**Your task**
Could you return all of the records exactly as they stand?

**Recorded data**
►

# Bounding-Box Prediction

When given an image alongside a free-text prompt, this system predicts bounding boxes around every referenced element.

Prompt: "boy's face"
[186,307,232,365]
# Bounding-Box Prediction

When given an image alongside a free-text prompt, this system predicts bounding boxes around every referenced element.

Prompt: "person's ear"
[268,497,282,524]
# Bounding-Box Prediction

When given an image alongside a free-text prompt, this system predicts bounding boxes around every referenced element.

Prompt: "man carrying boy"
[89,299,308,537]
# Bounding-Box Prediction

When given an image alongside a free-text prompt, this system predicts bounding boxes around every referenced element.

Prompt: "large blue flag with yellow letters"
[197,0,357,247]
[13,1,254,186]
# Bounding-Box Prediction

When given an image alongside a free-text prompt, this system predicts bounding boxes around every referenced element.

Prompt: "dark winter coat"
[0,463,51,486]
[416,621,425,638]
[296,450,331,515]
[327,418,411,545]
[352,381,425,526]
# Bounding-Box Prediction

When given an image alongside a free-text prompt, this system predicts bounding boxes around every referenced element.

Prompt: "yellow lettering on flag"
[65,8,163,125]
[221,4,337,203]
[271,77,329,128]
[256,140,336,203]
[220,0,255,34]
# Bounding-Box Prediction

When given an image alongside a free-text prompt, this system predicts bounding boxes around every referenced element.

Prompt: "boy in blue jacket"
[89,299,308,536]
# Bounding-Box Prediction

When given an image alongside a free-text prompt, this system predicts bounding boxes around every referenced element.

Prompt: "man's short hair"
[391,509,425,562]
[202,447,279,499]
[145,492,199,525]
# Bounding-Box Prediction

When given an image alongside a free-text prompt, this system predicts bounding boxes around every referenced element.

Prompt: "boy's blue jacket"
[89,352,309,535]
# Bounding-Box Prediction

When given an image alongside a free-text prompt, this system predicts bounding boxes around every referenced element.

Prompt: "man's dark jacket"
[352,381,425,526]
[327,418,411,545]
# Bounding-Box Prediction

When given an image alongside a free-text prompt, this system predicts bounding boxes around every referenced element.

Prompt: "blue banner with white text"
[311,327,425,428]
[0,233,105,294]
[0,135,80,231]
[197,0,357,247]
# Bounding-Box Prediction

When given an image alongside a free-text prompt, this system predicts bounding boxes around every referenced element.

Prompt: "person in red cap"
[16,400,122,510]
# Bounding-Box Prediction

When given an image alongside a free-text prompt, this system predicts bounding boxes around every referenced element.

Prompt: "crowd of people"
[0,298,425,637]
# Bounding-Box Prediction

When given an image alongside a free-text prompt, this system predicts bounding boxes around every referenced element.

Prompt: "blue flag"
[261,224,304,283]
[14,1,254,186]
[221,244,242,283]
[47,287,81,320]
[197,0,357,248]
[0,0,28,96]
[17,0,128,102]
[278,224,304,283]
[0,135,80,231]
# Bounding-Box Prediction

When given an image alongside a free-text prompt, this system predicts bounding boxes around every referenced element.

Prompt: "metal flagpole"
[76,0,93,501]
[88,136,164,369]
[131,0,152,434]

◄

**Result of this exercise**
# Bounding-Box Prediction

When given an image alongside a free-text prompt, this system predicts bounding boxes around every referenced element.

Prompt: "boy's face"
[186,307,232,365]
# Bounding-Box Prediction

When given an image alongside a free-text prompt, this system predicts bounding boxes around every referenced element.

Prompt: "person's ear"
[268,497,282,524]
# Bounding-Box Prediction

When given an image alongside a free-text prompt, this system predicts bounding boxes around every referenced element.

Prompt: "man carrying boy"
[89,299,308,537]
# Bounding-Box Prediction

When given an image alongside a free-text prompt, this system predicts bounding boxes around every referenced element.

Prompt: "large blue flag with yellow letters"
[197,0,357,247]
[13,1,254,186]
# Bounding-Box Prediction

When given an image alongside a free-text prompt, this system predicts bounding boxes around every referenced element.

Prompt: "dark winter coat"
[0,463,51,486]
[416,621,425,638]
[296,450,331,515]
[327,418,411,545]
[352,381,425,526]
# Bounding-Box Prediction

When given an image alongside a free-text prompt, this system predicts bounding boxes around every referenced element.

Prompt: "yellow lettering on flag"
[65,8,163,125]
[221,4,337,203]
[271,77,329,128]
[256,140,336,203]
[220,0,255,34]
# Bounding-Box Prediction

When given an image alongside a free-text prompt, this system predicts bounding boxes around every referenced element.

Prompt: "boy in blue jacket"
[89,299,308,536]
# Bounding-Box Prediction

When given an image alongside a free-text prompt, this system predicts bounding boxes around every referenced element.

Prompt: "man's short hair"
[391,509,425,562]
[202,447,279,499]
[145,492,199,525]
# Bounding-Box Prediction

When given an image alongside a free-text prompt, this system predicts bounding boxes around every referenced element.

Prompt: "boy's blue jacket"
[89,352,309,535]
# Bounding-Box Prediction

When given an image alongside a free-text prompt, this system predicts bounding boxes around every referenced element.

Prompt: "man's dark jacket"
[352,381,425,526]
[327,418,411,545]
# Bounding-Box Prediction

When given an image alongside a free-text prompt, this system predicts bounding boxes around every referenced element.

Prompt: "blue banner with white text"
[311,327,425,428]
[0,233,105,294]
[0,135,80,231]
[197,0,357,247]
# Bounding-Box Prediction

When given an image alongside a free-text prompt, this system predicts bounding boxes around every referenced element.

Prompt: "person in red cap"
[16,400,122,510]
# Bounding-Box Prediction

When given an image alongside a free-text prompt, this system predicts bounding boxes around every referenced element.

Prompt: "crowd of people"
[0,298,425,637]
# Bounding-Box Prediction

When given an image alongside a free-text prompt, this system predicts bounding boxes around every referenced element.

Prompt: "blue flag"
[261,224,304,283]
[14,1,254,186]
[221,244,242,283]
[47,287,81,320]
[197,0,357,248]
[0,0,28,96]
[17,0,128,102]
[278,224,304,283]
[0,135,80,231]
# Bounding-Box Prediction

When given an image alongside a free-text prompt, this system predicts bounding boxes around every referenced element.

Prompt: "metal flagpole"
[76,0,93,501]
[88,136,164,369]
[131,0,152,434]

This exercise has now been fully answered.